Pointing records
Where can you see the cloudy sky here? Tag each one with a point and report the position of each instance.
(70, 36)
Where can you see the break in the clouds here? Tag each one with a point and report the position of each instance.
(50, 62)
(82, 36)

* **GIVEN REQUEST**
Change every occurrence of "instance" to "occurrence" throughout the records and reproduce them with nothing else altered.

* **RESULT OF THIS EXERCISE**
Where can you see the cloudy sky here? Tag each one with a point and report the position of each occurrence.
(70, 36)
Where can you see the break in the clouds here? Tag each one with a point and report the position of each occurrence.
(50, 62)
(82, 36)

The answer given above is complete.